YOUR TASK -> Write out every entry word for word.

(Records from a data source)
···
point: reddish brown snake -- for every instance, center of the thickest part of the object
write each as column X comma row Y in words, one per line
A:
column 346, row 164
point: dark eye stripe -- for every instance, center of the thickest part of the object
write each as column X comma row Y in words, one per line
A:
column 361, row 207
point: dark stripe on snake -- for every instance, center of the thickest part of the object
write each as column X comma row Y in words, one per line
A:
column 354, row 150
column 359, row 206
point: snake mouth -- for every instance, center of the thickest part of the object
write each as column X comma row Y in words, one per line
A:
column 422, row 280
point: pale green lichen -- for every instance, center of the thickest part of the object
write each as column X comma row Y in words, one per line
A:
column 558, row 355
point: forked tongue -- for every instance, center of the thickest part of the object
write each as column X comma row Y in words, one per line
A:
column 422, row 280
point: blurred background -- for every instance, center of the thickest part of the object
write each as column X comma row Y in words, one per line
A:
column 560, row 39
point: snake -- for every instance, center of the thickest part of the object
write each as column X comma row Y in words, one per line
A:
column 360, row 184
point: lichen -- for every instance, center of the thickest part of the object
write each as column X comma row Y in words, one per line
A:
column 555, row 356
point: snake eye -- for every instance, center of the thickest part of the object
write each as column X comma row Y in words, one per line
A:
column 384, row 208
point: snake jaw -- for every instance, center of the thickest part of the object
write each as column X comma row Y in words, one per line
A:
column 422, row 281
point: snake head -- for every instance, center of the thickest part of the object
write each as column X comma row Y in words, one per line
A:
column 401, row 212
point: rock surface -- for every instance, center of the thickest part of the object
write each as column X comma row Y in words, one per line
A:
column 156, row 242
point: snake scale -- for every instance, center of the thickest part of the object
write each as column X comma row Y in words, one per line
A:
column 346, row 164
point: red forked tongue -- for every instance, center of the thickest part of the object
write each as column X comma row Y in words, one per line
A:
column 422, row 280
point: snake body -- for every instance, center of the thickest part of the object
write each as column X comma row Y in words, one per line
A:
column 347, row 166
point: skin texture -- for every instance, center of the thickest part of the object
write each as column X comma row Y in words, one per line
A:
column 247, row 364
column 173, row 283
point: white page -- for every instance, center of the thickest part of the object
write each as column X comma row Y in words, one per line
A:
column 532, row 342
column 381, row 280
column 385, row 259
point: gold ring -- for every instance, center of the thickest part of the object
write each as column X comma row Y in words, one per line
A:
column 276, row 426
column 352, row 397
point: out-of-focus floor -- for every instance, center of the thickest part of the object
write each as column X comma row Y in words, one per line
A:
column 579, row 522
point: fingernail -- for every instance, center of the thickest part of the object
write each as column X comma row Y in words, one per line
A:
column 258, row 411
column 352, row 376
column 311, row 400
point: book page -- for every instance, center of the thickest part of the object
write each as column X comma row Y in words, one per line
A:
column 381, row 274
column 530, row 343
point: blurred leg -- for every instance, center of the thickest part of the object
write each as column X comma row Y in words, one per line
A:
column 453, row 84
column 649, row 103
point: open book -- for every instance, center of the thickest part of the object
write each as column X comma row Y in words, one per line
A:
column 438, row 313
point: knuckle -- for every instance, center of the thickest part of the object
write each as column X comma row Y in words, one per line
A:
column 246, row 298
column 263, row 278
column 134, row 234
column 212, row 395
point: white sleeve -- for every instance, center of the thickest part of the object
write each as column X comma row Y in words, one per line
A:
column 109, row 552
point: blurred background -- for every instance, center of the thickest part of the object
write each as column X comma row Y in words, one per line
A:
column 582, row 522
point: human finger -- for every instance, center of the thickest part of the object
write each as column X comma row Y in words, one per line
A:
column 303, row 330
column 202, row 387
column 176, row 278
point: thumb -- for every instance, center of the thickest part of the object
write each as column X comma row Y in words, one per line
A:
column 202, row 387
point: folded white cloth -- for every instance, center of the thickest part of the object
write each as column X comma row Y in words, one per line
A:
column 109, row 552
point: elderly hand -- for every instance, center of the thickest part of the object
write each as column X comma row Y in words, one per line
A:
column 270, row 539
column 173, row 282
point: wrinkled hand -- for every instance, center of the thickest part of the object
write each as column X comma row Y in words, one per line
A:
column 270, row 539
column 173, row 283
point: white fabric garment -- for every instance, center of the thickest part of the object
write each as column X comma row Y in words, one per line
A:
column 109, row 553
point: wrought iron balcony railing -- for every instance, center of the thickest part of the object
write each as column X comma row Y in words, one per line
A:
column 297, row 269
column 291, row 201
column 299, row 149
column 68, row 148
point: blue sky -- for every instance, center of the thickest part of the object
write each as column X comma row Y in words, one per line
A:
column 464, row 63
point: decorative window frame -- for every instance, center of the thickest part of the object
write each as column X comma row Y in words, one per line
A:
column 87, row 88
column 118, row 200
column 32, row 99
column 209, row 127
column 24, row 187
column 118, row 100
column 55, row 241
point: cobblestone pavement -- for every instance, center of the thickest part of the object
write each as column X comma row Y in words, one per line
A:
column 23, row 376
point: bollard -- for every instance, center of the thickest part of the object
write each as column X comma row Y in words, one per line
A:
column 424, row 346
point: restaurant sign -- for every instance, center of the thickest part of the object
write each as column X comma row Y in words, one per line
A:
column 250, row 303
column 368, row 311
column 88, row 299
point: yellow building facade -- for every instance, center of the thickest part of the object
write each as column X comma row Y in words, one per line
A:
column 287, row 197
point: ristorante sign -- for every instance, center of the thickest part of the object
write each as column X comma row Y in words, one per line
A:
···
WRITTEN RESPONSE ->
point: reddish brown snake -- for every instance, center of the thickest part of the object
write each as column X comma row Y in words, one per line
A:
column 346, row 164
point: dark eye stripe -- for every instance, center of the thickest part of the object
write each as column X comma row Y in words, one per line
A:
column 361, row 207
point: dark stripe on snake -- for every instance, center of the thickest part of the object
write each as column X comma row Y in words, one per line
A:
column 354, row 150
column 359, row 206
point: snake mouth -- for every instance, center of the thickest part of the object
write each as column X comma row Y in words, one per line
A:
column 422, row 280
point: pale green lichen -- for every instance, center of the thickest part of the object
write each as column X comma row Y in words, one per line
A:
column 558, row 355
point: forked tongue -- for every instance, center of the thickest part of the object
write each as column X comma row Y in words, one per line
A:
column 422, row 280
point: blurred background -- for every instance, center of the thickest part of the object
write each as column X comma row Y in words, one per line
A:
column 560, row 39
point: snake -- for every instance, center of the thickest part of the object
write each as column X comma row Y in words, one per line
A:
column 360, row 184
point: lichen -- for every instance, center of the thickest part of the object
write each as column X comma row Y in words, one per line
A:
column 555, row 356
point: snake eye -- for every instance, center of the thickest part of the object
write each as column X comma row Y in words, one per line
A:
column 384, row 208
point: snake jaw -- for every instance, center of the thickest part of the object
write each as column X comma row Y in words, one per line
A:
column 422, row 281
point: snake head -- for every instance, center of the thickest part of the object
write each as column X comma row Y in words, one per line
A:
column 401, row 212
point: rock surface -- for every instance, center of the thickest part of the object
write each as column X comma row Y in words, one per line
A:
column 156, row 242
point: snake scale -- for every instance, center of the thickest part of the object
write each as column X comma row Y in words, one per line
A:
column 346, row 164
point: red forked tongue -- for every instance, center of the thickest part of the object
write each as column X comma row Y in words, one per line
A:
column 422, row 280
point: snake body -- for every instance, center of the thickest part of the object
write each as column X comma row Y in words, one per line
A:
column 347, row 166
point: skin texture -- for every instance, center of the thickest part of the object
write each as column X comma row Y in words, one per line
A:
column 247, row 364
column 173, row 283
point: white page -- for every instance, center of the thickest part of the object
write each as column X comma row Y in words, one per line
A:
column 532, row 342
column 381, row 280
column 385, row 259
point: gold ring -- for every instance, center of the thickest part of the object
write each as column X comma row Y in words, one per line
A:
column 276, row 426
column 352, row 397
point: out-of-focus floor -- for every instance, center of the thickest part of the object
write each as column X comma row Y in words, one per line
A:
column 579, row 522
point: fingernail -- for every instance, center of the thickest part of the object
write each as column X comma row Y in words, one per line
A:
column 258, row 411
column 352, row 376
column 311, row 400
point: book page -- for every instance, center of the thickest part of the object
write each as column X comma row Y in words, one per line
A:
column 381, row 274
column 530, row 343
point: blurred leg -- for every instance, center of the thickest part of the object
write each as column X comma row Y in words, one per line
A:
column 453, row 84
column 649, row 103
point: open book -- for every instance, center of the thickest part of the object
write each as column X comma row Y in words, one per line
A:
column 438, row 313
point: knuckle -- for every instance, center of the thickest part of the object
write each as column X comma row Y in words, one per line
A:
column 246, row 298
column 263, row 278
column 134, row 234
column 212, row 395
point: white sleeve -- for every instance, center of the thickest part of the object
write each as column X comma row Y in words, one per line
A:
column 109, row 552
point: blurred background -- for every instance, center of the thickest part of the object
write each as column X comma row Y in words, one per line
A:
column 582, row 522
point: human finger -- for every instance, center of the thickest part of the object
write each as column X comma row Y in words, one per line
A:
column 303, row 330
column 202, row 387
column 176, row 278
point: thumb -- for every instance, center of the thickest part of the object
write each as column X comma row Y in words, one per line
A:
column 202, row 387
point: folded white cloth -- for every instance, center of the thickest part of the object
write each as column X comma row Y in words, one per line
A:
column 109, row 552
point: elderly hand -- for every instance, center of the thickest part of the object
write each as column X comma row Y in words, one per line
A:
column 270, row 539
column 173, row 282
point: wrinkled hand -- for every instance, center of the thickest part of the object
write each as column X comma row Y in words, one per line
A:
column 270, row 539
column 173, row 283
point: white fabric garment -- for every instance, center of the thickest part of the object
write each as column X comma row Y in words, one per line
A:
column 109, row 553
point: wrought iron balcony railing -- for every instance, center of the thickest part of the object
write each as column X comma row Y in words, one per line
A:
column 297, row 269
column 291, row 201
column 299, row 149
column 68, row 148
point: blue sky -- for every instance, center of the thickest part of the object
write each as column X comma row Y in words, one per line
A:
column 464, row 63
point: decorative window frame -- for every instance, center of the thickest part of the object
write each as column X comma row Y in words, one per line
A:
column 87, row 88
column 118, row 200
column 32, row 99
column 209, row 127
column 24, row 187
column 118, row 100
column 55, row 241
point: cobblestone pavement -- for every instance, center of the thickest part of the object
write each as column X comma row Y in words, one per line
A:
column 23, row 376
point: bollard -- for every instance, center of the thickest part of the object
write each as column X comma row Y in words, one per line
A:
column 424, row 346
point: restaurant sign -- for every instance, center of the thickest part of the object
write each as column X comma row Y in words, one per line
A:
column 250, row 303
column 368, row 311
column 88, row 299
point: yellow building facade -- for every instance, center of the thickest part of the object
write each as column X comma row Y in words, one per line
A:
column 287, row 197
point: ristorante sign -- for every instance, center of the thickest part of the object
write each as column X comma row Y in words, one per line
A:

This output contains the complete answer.